• What the exercise asks
Pick out every line in the material below that contains the string "grassy", and copy each one. Letter case counts.

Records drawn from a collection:
.....

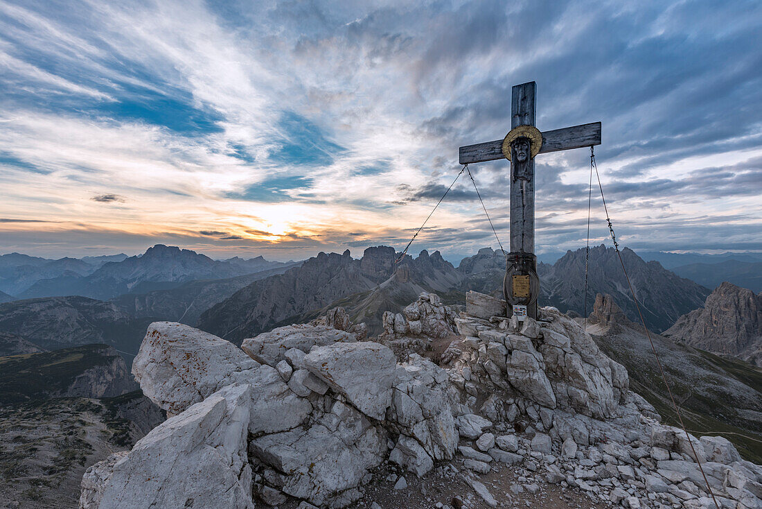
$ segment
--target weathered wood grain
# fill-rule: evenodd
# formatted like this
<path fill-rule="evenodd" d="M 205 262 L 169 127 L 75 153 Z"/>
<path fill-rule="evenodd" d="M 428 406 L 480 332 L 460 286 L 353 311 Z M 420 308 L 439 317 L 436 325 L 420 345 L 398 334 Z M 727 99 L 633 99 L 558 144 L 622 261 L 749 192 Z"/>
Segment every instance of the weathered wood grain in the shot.
<path fill-rule="evenodd" d="M 534 125 L 536 90 L 534 82 L 511 89 L 511 128 Z M 527 161 L 523 170 L 529 180 L 514 179 L 515 164 L 511 163 L 511 252 L 534 253 L 534 159 Z"/>
<path fill-rule="evenodd" d="M 583 124 L 572 127 L 547 130 L 543 133 L 543 147 L 539 150 L 539 153 L 600 145 L 600 122 L 592 122 L 591 124 Z M 502 140 L 495 140 L 495 141 L 461 147 L 459 152 L 460 164 L 483 163 L 485 161 L 504 159 L 503 156 Z"/>

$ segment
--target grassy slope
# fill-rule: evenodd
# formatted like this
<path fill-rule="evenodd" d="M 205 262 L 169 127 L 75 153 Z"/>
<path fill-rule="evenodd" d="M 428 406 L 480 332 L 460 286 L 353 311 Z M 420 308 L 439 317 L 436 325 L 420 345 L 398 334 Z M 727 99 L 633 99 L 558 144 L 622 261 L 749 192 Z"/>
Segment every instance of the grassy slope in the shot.
<path fill-rule="evenodd" d="M 595 337 L 612 359 L 627 368 L 630 387 L 674 426 L 679 422 L 645 335 L 615 326 Z M 653 335 L 672 393 L 688 430 L 722 435 L 745 459 L 762 463 L 762 369 Z"/>
<path fill-rule="evenodd" d="M 0 404 L 59 394 L 87 369 L 112 361 L 106 345 L 0 357 Z"/>

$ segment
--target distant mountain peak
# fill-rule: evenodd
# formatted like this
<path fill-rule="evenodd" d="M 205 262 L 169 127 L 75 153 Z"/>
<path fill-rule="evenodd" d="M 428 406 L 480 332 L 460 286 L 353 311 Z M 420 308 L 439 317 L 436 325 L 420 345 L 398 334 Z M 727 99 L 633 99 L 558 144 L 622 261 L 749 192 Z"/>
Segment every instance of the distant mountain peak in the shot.
<path fill-rule="evenodd" d="M 762 295 L 724 282 L 664 335 L 762 366 Z"/>

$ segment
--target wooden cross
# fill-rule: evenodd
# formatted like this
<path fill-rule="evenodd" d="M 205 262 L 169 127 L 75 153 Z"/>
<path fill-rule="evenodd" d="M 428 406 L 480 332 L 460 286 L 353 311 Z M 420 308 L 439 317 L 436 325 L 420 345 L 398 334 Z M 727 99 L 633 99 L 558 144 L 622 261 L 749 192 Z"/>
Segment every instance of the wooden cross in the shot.
<path fill-rule="evenodd" d="M 534 82 L 517 85 L 511 89 L 511 130 L 520 126 L 534 126 L 536 92 Z M 600 122 L 548 130 L 541 134 L 543 143 L 539 153 L 600 145 Z M 506 157 L 503 142 L 504 140 L 497 140 L 461 147 L 460 164 Z M 514 150 L 513 145 L 511 147 Z M 534 158 L 530 156 L 521 164 L 520 176 L 516 174 L 519 163 L 513 157 L 511 161 L 511 253 L 505 267 L 503 293 L 507 303 L 508 317 L 515 313 L 520 320 L 524 316 L 536 319 L 539 279 L 537 258 L 534 255 Z"/>

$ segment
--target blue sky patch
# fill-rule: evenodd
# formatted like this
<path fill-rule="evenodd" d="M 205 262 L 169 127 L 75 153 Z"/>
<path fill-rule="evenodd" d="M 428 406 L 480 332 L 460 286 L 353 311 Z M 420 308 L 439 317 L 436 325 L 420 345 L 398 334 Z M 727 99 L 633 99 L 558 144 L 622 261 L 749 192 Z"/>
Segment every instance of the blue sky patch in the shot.
<path fill-rule="evenodd" d="M 228 193 L 228 198 L 251 201 L 274 202 L 293 199 L 287 192 L 293 189 L 309 188 L 312 184 L 311 177 L 303 176 L 280 176 L 253 184 L 240 193 Z"/>
<path fill-rule="evenodd" d="M 274 140 L 278 148 L 270 159 L 292 165 L 328 166 L 345 149 L 329 141 L 322 130 L 302 115 L 284 111 L 277 126 L 280 134 Z"/>

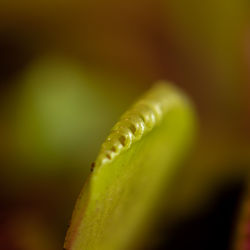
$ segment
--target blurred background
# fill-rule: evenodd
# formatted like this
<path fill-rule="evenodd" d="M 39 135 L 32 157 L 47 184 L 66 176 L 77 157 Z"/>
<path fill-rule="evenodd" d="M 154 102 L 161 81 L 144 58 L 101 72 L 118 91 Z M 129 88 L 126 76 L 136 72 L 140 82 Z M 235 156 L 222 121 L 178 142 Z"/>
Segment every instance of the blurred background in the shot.
<path fill-rule="evenodd" d="M 250 165 L 247 0 L 2 0 L 0 59 L 0 249 L 62 249 L 102 141 L 161 79 L 200 127 L 143 249 L 229 249 Z"/>

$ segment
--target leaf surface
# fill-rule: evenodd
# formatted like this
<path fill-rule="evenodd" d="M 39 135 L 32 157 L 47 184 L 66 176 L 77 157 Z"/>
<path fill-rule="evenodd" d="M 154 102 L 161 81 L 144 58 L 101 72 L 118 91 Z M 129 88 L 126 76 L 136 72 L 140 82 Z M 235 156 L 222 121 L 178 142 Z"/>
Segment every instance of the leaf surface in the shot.
<path fill-rule="evenodd" d="M 167 200 L 193 141 L 193 109 L 179 90 L 156 84 L 120 118 L 78 198 L 65 248 L 134 249 Z"/>

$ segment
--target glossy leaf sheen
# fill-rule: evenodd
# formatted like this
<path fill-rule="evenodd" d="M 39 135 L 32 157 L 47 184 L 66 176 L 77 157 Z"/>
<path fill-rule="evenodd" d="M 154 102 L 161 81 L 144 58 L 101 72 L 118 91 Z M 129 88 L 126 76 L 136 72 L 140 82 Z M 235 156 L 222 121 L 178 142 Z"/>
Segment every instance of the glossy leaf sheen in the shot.
<path fill-rule="evenodd" d="M 73 213 L 65 248 L 133 249 L 167 199 L 192 143 L 194 116 L 172 85 L 156 84 L 111 130 Z"/>

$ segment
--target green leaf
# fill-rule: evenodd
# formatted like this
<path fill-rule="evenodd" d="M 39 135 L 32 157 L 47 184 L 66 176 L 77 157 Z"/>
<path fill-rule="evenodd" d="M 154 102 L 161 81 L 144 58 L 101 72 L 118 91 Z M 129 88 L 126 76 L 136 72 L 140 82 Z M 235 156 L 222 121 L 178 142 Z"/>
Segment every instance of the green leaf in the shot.
<path fill-rule="evenodd" d="M 134 249 L 167 199 L 192 144 L 194 120 L 187 98 L 169 84 L 156 84 L 135 103 L 101 147 L 65 248 Z"/>

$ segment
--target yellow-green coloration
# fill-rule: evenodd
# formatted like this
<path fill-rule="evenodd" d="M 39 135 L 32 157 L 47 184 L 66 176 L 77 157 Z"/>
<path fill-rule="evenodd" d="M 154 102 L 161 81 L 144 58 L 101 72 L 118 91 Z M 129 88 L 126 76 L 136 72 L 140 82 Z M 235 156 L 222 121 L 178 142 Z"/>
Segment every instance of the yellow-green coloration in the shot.
<path fill-rule="evenodd" d="M 78 198 L 65 248 L 138 246 L 167 201 L 194 129 L 190 103 L 170 84 L 156 84 L 135 103 L 102 145 Z"/>

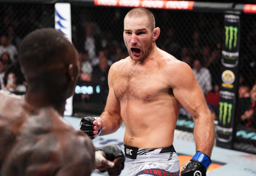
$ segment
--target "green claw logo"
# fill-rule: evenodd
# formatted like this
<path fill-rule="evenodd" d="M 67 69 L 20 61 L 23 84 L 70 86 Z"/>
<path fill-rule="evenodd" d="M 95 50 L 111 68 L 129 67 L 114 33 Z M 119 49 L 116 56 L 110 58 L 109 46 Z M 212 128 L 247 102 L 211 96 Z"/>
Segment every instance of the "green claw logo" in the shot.
<path fill-rule="evenodd" d="M 225 45 L 229 50 L 232 47 L 235 48 L 237 44 L 237 33 L 238 29 L 237 27 L 232 26 L 225 26 Z"/>
<path fill-rule="evenodd" d="M 219 102 L 219 122 L 222 122 L 223 126 L 225 126 L 226 123 L 229 124 L 231 120 L 231 115 L 233 108 L 232 103 L 228 103 L 226 102 Z"/>

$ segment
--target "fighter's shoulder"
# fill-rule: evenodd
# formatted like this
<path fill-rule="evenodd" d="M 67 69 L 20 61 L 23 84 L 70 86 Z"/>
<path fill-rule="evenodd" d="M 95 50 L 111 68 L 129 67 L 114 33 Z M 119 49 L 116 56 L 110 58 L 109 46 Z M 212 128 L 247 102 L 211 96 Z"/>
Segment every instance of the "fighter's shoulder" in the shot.
<path fill-rule="evenodd" d="M 0 90 L 0 109 L 6 107 L 10 108 L 15 106 L 22 102 L 22 96 L 16 95 L 8 90 Z"/>
<path fill-rule="evenodd" d="M 122 59 L 115 62 L 113 63 L 111 67 L 111 69 L 116 69 L 119 68 L 120 67 L 125 64 L 129 62 L 128 58 L 129 56 L 124 58 Z"/>
<path fill-rule="evenodd" d="M 166 61 L 166 68 L 175 71 L 184 71 L 191 70 L 191 68 L 187 63 L 177 59 L 176 58 L 170 55 L 165 57 Z"/>

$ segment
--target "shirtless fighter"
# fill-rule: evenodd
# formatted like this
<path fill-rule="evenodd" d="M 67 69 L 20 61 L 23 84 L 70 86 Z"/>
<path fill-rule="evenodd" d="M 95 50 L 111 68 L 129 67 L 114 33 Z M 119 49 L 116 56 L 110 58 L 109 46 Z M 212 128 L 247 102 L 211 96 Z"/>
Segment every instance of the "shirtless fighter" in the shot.
<path fill-rule="evenodd" d="M 81 129 L 93 138 L 100 132 L 101 135 L 114 133 L 123 122 L 126 175 L 178 176 L 179 161 L 172 143 L 182 106 L 195 122 L 196 151 L 181 175 L 205 176 L 211 163 L 215 132 L 191 69 L 157 46 L 160 29 L 155 27 L 148 10 L 131 10 L 125 17 L 124 27 L 129 56 L 111 67 L 109 92 L 100 118 L 82 119 Z"/>
<path fill-rule="evenodd" d="M 38 29 L 25 38 L 19 57 L 28 89 L 22 96 L 0 91 L 0 176 L 89 176 L 94 168 L 120 174 L 118 146 L 95 150 L 63 118 L 80 69 L 72 43 L 54 29 Z"/>

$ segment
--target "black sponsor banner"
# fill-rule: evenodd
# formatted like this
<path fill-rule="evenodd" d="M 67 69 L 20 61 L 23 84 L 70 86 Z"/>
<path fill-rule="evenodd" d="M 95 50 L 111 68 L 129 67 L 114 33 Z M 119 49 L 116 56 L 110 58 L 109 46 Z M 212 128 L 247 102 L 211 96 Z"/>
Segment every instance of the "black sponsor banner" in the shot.
<path fill-rule="evenodd" d="M 231 148 L 235 120 L 234 107 L 239 81 L 238 65 L 240 40 L 239 15 L 224 15 L 221 59 L 222 84 L 220 90 L 218 123 L 216 126 L 216 145 Z"/>

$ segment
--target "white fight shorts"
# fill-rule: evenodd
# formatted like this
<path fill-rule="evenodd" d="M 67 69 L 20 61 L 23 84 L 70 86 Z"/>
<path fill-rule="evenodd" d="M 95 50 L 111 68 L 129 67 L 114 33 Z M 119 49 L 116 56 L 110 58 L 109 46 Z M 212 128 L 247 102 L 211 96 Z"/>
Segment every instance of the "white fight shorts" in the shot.
<path fill-rule="evenodd" d="M 172 145 L 153 149 L 124 145 L 126 176 L 179 176 L 180 161 Z"/>

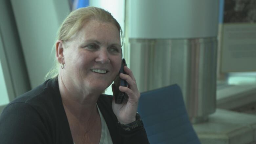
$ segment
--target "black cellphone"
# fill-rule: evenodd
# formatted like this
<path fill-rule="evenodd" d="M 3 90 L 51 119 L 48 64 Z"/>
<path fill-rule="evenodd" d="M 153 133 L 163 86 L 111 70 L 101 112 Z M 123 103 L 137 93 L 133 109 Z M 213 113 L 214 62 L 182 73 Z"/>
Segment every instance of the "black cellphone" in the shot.
<path fill-rule="evenodd" d="M 123 58 L 122 60 L 122 65 L 120 70 L 119 71 L 118 75 L 116 77 L 116 79 L 114 80 L 115 87 L 113 93 L 115 97 L 115 101 L 117 104 L 121 104 L 128 98 L 128 96 L 127 94 L 125 93 L 120 91 L 119 88 L 120 86 L 126 87 L 128 86 L 127 82 L 125 80 L 120 78 L 119 77 L 119 74 L 120 73 L 125 74 L 126 74 L 123 70 L 124 67 L 126 65 L 125 60 Z"/>

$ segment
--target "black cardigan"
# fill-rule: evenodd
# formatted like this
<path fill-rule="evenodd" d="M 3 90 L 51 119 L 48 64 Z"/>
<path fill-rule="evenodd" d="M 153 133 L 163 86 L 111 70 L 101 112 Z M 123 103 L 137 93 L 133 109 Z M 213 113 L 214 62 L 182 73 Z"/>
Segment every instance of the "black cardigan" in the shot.
<path fill-rule="evenodd" d="M 144 128 L 127 133 L 118 126 L 112 98 L 102 94 L 97 103 L 113 144 L 149 143 Z M 47 80 L 6 106 L 0 116 L 0 143 L 74 143 L 56 79 Z"/>

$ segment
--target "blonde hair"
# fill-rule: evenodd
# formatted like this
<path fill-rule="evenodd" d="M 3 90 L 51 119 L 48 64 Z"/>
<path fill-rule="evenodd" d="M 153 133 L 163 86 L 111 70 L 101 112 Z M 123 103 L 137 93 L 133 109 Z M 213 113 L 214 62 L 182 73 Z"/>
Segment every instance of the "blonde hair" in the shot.
<path fill-rule="evenodd" d="M 69 40 L 82 27 L 83 24 L 90 20 L 94 19 L 102 22 L 110 22 L 117 26 L 120 33 L 121 45 L 123 44 L 123 33 L 119 24 L 111 13 L 100 8 L 94 7 L 82 8 L 71 12 L 65 19 L 59 28 L 56 41 L 60 40 L 65 42 Z M 55 45 L 53 48 L 55 51 Z M 55 59 L 55 64 L 47 73 L 45 79 L 58 77 L 59 64 Z"/>

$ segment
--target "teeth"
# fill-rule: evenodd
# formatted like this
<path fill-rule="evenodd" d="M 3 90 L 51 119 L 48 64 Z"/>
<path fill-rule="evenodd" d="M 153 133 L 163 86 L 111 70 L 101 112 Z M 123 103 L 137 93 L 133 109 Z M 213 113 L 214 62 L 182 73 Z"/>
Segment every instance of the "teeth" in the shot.
<path fill-rule="evenodd" d="M 107 72 L 107 71 L 95 69 L 93 69 L 92 70 L 92 71 L 94 72 L 100 73 L 106 73 Z"/>

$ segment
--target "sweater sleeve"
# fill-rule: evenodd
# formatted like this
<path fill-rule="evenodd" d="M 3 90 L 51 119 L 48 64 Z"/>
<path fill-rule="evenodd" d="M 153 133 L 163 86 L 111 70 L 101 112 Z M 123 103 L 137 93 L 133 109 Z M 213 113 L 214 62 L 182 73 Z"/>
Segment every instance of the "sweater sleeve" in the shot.
<path fill-rule="evenodd" d="M 118 131 L 123 138 L 124 144 L 148 144 L 149 143 L 144 127 L 131 132 L 126 132 L 117 126 Z"/>
<path fill-rule="evenodd" d="M 51 137 L 42 117 L 29 104 L 11 104 L 0 116 L 0 143 L 50 144 Z"/>

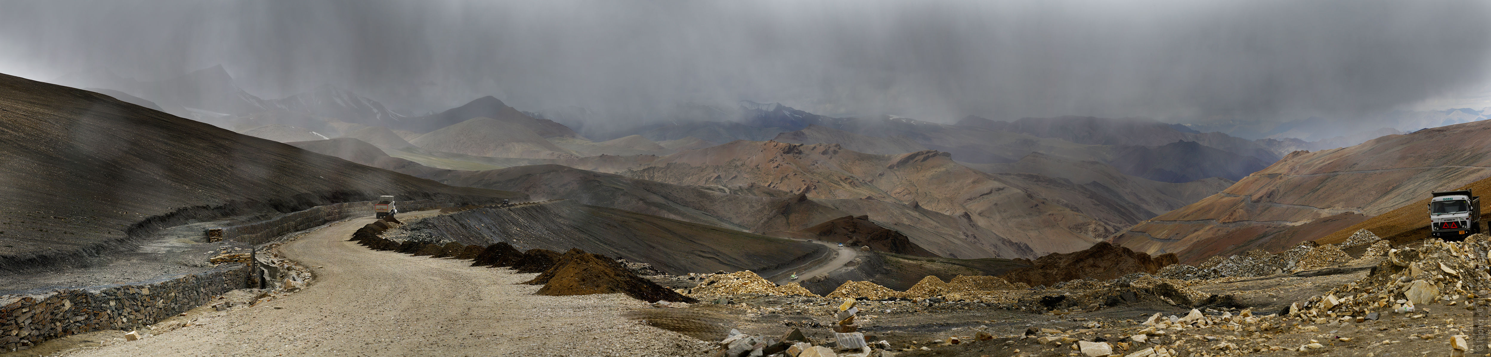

.....

• Output below
--target grassy slope
Segment every instance of the grassy slope in the shot.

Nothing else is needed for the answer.